* [OTRZYMANE POLECENIE]: Zwróć każdy wiersz poniższych rekordów, w którym występuje słowo „instance”. Wielkość liter ma znaczenie.

* [POKAZANE REKORDY]:
::::::

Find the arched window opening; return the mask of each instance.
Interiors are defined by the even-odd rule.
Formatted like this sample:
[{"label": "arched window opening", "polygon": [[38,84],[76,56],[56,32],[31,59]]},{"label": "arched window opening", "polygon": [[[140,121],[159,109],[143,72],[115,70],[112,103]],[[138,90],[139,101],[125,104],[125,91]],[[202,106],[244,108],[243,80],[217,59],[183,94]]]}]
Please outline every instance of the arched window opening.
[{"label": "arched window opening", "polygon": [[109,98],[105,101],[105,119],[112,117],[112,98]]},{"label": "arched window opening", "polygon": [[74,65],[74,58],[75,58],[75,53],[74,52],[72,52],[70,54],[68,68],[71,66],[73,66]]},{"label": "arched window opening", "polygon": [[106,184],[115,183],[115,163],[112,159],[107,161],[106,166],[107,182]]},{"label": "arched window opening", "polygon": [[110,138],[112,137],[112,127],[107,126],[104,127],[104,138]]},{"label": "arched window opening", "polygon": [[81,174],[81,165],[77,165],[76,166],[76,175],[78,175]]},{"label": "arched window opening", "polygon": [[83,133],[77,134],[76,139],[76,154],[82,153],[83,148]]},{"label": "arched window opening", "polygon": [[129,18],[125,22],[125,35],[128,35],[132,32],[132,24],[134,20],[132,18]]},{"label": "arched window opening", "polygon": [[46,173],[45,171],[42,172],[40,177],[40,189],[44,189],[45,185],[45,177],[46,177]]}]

::::::

* [PEŁNA ODPOWIEDŹ]:
Find the arched window opening; return the mask of each instance.
Please outline every instance of the arched window opening.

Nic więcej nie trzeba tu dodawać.